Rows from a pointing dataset
— begin —

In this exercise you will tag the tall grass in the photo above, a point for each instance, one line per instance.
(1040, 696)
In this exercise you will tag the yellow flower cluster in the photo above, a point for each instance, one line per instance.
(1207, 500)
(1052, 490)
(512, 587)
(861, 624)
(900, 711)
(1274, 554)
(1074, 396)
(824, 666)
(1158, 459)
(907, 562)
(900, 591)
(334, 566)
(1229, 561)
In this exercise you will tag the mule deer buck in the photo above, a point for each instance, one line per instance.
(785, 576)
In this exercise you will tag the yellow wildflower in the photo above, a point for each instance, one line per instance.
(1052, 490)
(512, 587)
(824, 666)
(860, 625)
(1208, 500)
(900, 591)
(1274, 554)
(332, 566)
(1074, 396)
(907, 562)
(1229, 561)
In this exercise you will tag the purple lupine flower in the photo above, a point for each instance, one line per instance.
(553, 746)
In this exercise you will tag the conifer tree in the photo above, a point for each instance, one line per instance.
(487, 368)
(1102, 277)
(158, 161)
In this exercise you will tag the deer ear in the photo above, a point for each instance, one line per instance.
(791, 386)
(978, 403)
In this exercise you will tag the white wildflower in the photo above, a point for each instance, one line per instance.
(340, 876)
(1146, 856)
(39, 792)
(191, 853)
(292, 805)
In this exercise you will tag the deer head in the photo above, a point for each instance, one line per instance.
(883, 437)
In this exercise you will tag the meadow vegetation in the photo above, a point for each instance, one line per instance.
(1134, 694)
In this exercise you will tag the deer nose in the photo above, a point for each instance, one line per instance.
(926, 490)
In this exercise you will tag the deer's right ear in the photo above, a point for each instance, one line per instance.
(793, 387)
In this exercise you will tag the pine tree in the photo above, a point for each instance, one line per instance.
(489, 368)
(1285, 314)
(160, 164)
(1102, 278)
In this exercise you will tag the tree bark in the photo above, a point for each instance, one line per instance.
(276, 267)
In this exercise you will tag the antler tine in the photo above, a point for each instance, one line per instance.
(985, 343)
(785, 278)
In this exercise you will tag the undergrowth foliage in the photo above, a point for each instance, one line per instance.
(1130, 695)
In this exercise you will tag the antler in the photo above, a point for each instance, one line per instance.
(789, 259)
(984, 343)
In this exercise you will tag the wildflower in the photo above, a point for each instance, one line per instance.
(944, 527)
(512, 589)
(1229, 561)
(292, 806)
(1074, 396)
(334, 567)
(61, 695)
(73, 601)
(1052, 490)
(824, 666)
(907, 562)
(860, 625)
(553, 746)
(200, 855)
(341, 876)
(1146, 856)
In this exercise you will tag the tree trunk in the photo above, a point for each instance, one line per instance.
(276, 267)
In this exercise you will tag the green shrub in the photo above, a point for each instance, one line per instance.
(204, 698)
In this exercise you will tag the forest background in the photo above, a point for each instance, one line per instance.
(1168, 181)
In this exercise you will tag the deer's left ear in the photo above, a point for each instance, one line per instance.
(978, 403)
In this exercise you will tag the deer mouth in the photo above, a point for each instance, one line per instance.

— end —

Exercise aim: Rewrite all of the records, changing each "wildflower" to "bloom" and keeping everything else the same.

Response to this task:
In this exercise you will tag the tall grass in the photo above, a point for each instance, one line per instance.
(1040, 696)
In this exercise you will tag the yellow flower cluster in the photo above, a point for each instance, one line per instance.
(1207, 500)
(1052, 490)
(512, 587)
(861, 624)
(900, 711)
(1274, 554)
(1074, 396)
(824, 666)
(1158, 459)
(907, 562)
(900, 591)
(334, 566)
(1229, 561)
In this exercise you will tag the mule deer buck in the photo above, a point for each instance, one line per instance.
(785, 576)
In this exercise you will tag the yellow bloom in the photo above, a point for each instance, one line per instance.
(1052, 490)
(512, 587)
(824, 666)
(860, 625)
(1208, 500)
(900, 591)
(1274, 554)
(332, 566)
(1074, 396)
(907, 562)
(1229, 561)
In this exercise you will tag the purple lupine flower in the photo above, a point for each instance, one line per instance.
(553, 746)
In this exercise you will tag the conifer tree in the photo above, a point for each instance, one line per instance.
(487, 368)
(1102, 277)
(158, 161)
In this exercise you will tag the deer ear in the photo above, a point for each instance, one line per instance.
(791, 386)
(978, 403)
In this exercise you will tag the white bloom in the photo above, a point for each instance, one line per instance.
(340, 876)
(1146, 856)
(39, 792)
(191, 853)
(292, 805)
In this exercise you will tag the deer head in the photo above, a point for each instance, one line per instance.
(883, 437)
In this exercise you will tag the meadow vegetation in the photo above, a point for each instance, one line per instance.
(1134, 694)
In this exercise you will tag the deer nose in the photo above, a point for each instance, one line per instance.
(926, 490)
In this exercise you will tag the deer's right ear in the photo above, a point for each instance, one line per instance.
(793, 387)
In this exercise you will tag the pine tree in the photo above, a point for each instance, one line per instance.
(489, 368)
(1285, 314)
(160, 164)
(1102, 278)
In this exercise you will tag the tree bark in the photo above, a point for each instance, one line per instance.
(276, 267)
In this exercise you will tag the antler tine in the photo above, a point for each instance, one line per instance.
(985, 343)
(785, 278)
In this exercise you will tag the undergrowth foliage in the photo above, a point for each instance, one line per instance.
(1130, 695)
In this exercise you will tag the antler in the photo above, a point for each instance, one line per instance.
(789, 259)
(984, 343)
In this exercise you will tag the bloom in the photo above, a point for each instance, one line per instance.
(944, 527)
(512, 589)
(1229, 561)
(292, 806)
(1074, 396)
(334, 567)
(61, 695)
(73, 601)
(1052, 490)
(824, 666)
(907, 562)
(860, 625)
(553, 746)
(200, 855)
(341, 876)
(1146, 856)
In this exercise you will tag the tree trunk in the photo above, a point for each instance, one line per instance.
(276, 267)
In this exercise you will tag the green shrub in the photo above, a point for each instance, one line per instance.
(204, 698)
In this exercise you will tag the forest background in the photo above, a point for each instance, one line per instance.
(1168, 181)
In this exercise you will tag the deer's left ear in the photo above, a point for each instance, one line per instance.
(978, 403)
In this exercise you will tag the deer mouth in the photo above, a point for each instance, one line per instance.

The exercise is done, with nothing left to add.